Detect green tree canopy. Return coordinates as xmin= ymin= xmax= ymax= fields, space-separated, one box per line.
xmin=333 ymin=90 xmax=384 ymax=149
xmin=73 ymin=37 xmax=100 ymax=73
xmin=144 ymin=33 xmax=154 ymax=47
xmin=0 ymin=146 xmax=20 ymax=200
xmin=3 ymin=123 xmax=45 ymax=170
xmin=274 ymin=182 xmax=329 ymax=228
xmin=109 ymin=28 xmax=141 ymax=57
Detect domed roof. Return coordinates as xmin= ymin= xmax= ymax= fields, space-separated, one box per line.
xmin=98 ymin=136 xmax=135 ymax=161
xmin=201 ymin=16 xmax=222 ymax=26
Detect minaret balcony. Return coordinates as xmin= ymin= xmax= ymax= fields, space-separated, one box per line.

+++

Prompt: Repeat the lines from the one containing "Detect domed roof." through the end of the listing, exactly and without any other lines; both ends are included.

Task response:
Detect domed roof. Return coordinates as xmin= ymin= xmax= ymax= fields, space-separated, one box per line.
xmin=98 ymin=136 xmax=135 ymax=161
xmin=201 ymin=16 xmax=222 ymax=26
Detect minaret balcony. Return coordinates as xmin= ymin= xmax= ymax= fields, space-separated, one box per line.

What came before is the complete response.